▸ HOW TO COMPLETE THIS TASK
Exactly as given, output all the records that follow.

▸ RECORDS FOR THE TASK
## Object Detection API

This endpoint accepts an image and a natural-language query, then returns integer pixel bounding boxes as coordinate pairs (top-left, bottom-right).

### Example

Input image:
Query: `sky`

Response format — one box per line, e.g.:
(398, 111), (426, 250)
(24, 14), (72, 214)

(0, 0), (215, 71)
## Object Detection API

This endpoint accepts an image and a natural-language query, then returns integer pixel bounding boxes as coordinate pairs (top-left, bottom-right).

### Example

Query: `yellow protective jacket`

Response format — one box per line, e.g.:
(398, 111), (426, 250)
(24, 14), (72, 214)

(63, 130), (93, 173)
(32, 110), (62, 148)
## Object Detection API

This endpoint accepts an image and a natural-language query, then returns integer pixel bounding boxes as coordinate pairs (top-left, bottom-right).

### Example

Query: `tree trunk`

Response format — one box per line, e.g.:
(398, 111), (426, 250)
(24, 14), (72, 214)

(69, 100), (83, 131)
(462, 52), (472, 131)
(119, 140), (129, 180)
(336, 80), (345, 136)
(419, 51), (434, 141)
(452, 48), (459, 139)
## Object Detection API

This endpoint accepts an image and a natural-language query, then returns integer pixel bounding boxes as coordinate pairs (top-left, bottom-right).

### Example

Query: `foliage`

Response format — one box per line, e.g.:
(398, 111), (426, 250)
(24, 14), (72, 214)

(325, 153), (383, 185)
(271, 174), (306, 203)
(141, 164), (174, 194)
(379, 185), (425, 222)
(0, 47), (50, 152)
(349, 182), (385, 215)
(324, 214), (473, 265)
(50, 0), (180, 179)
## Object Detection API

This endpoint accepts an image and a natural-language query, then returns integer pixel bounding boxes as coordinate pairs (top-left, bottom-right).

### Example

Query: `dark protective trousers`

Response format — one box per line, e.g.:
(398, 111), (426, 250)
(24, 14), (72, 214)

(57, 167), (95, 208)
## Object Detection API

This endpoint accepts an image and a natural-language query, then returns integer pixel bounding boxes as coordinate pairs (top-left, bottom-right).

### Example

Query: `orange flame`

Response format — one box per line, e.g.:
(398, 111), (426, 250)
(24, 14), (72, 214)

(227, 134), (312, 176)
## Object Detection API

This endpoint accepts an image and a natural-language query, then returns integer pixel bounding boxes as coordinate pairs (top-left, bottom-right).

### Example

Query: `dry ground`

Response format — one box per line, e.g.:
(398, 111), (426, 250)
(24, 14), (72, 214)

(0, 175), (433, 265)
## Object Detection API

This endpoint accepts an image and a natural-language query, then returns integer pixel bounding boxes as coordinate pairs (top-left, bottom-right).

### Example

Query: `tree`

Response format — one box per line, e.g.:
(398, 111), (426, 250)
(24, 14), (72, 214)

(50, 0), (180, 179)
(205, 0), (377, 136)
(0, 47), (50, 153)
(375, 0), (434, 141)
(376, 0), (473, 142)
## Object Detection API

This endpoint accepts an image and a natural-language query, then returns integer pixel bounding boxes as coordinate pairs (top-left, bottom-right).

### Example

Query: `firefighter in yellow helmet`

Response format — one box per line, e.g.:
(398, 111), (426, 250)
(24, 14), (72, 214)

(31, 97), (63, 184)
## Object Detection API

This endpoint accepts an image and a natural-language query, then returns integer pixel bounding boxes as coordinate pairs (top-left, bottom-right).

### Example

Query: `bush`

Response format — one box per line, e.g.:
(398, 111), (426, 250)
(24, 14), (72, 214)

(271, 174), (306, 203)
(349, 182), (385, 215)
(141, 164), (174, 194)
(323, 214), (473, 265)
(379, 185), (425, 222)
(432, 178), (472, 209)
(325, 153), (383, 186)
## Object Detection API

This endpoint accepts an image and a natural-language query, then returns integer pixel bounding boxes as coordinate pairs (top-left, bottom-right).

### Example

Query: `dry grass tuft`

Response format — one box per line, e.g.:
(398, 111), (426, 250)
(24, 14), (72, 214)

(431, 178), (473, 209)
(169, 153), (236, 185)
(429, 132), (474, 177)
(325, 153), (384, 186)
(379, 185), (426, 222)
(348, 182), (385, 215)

▸ ANSWER TO THIS PROBLEM
## Object Detection API

This endpoint accepts an image and a natural-language query, then returns integer pixel bounding boxes as coordinate pairs (top-left, bottom-right).

### Example

Input image:
Query: `sky`

Response format — one box per line, e.g.:
(398, 111), (426, 250)
(24, 14), (72, 214)

(0, 0), (215, 71)
## Object Detection API

This endpoint accepts an image and a natural-language query, then returns integer pixel bounding boxes as coordinate pairs (top-left, bottom-right).

### Example

Query: `yellow protective jacket`

Response format — one box per line, e.g.:
(398, 111), (426, 250)
(24, 14), (72, 214)

(63, 130), (93, 173)
(32, 110), (62, 148)
## Object Detection API

This endpoint accepts an image and a natural-language query, then returns integer pixel bounding boxes as coordinate pairs (top-left, bottom-right).

### Example

Query: `tree trunk`

Response format — one box per line, e.g.:
(398, 111), (426, 250)
(24, 14), (72, 214)

(69, 100), (83, 131)
(462, 52), (472, 131)
(119, 140), (129, 180)
(336, 80), (345, 136)
(419, 51), (434, 141)
(452, 48), (459, 139)
## Object Detection API

This endpoint accepts an image and a natural-language query, then returns integer pixel bounding boxes as coordinate pairs (top-left, bottom-right).

### Example

Query: `foliage`

Response format — one box per line, e.g.:
(398, 111), (426, 250)
(24, 14), (72, 214)

(325, 153), (383, 185)
(271, 174), (306, 203)
(141, 164), (174, 194)
(379, 185), (425, 222)
(0, 47), (50, 152)
(349, 182), (385, 215)
(324, 214), (473, 265)
(50, 0), (180, 179)
## Object Detection API

This endpoint accepts an image and a natural-language query, then returns integer pixel bounding boxes as coordinate pairs (top-left, bottom-right).

### Example

Query: `dark protective trousers`

Response format — one box per line, e.g.:
(398, 111), (426, 250)
(24, 14), (72, 214)

(57, 167), (95, 208)
## Object Detection API

This endpoint accepts an image and a natural-language query, then returns integer pixel bounding boxes as coordinate pairs (top-left, bottom-right).

### Example

Query: `orange flame`

Response format — one box per line, e.g.:
(398, 111), (426, 250)
(24, 14), (72, 214)

(227, 134), (312, 176)
## Object Detection API

This endpoint accepts an image and a natural-language query, then returns integer pixel bounding boxes as coordinate pairs (top-left, bottom-right).

### Example

Query: `dry ground`

Response format — one box per line, e.g.:
(398, 111), (426, 250)
(24, 14), (72, 214)

(0, 175), (433, 265)
## Object Detection API

This endpoint accepts an image and a natural-language query, then returns integer pixel bounding boxes as coordinate pairs (top-left, bottom-right).

### Example

Query: `tree`

Response format — one box per line, e.g.:
(398, 111), (426, 250)
(24, 14), (72, 214)

(50, 0), (180, 179)
(205, 0), (377, 136)
(0, 47), (50, 153)
(375, 0), (434, 141)
(376, 0), (473, 142)
## Object Detection API

This endpoint accepts an image and a natural-language query, then returns integer pixel bounding boxes as coordinate pairs (top-left, bottom-right).

### Example

Query: `firefighter in yellow helmet`

Response format — one box per line, e.g.:
(398, 111), (426, 250)
(24, 14), (72, 214)

(31, 97), (63, 184)
## Object Detection API

This endpoint accepts an image and a natural-language query, then returns integer pixel bounding boxes as coordinate pairs (top-left, bottom-right).

### Example

Query: `bush`

Response format — one box per line, e.g.:
(398, 111), (426, 250)
(24, 14), (72, 214)

(271, 174), (306, 203)
(349, 182), (385, 215)
(141, 164), (174, 194)
(323, 214), (473, 265)
(379, 185), (425, 222)
(432, 178), (472, 209)
(325, 153), (383, 186)
## Object Detection API

This endpoint accepts an image and a natural-language query, then returns integer pixel bounding boxes as coordinate pairs (top-left, bottom-right).

### Example

Query: `dry grass tuft`

Response format — one box per line, e.g.:
(398, 111), (426, 250)
(24, 14), (72, 214)

(431, 178), (473, 209)
(169, 153), (236, 185)
(429, 132), (474, 177)
(325, 153), (384, 186)
(379, 185), (426, 222)
(348, 182), (385, 215)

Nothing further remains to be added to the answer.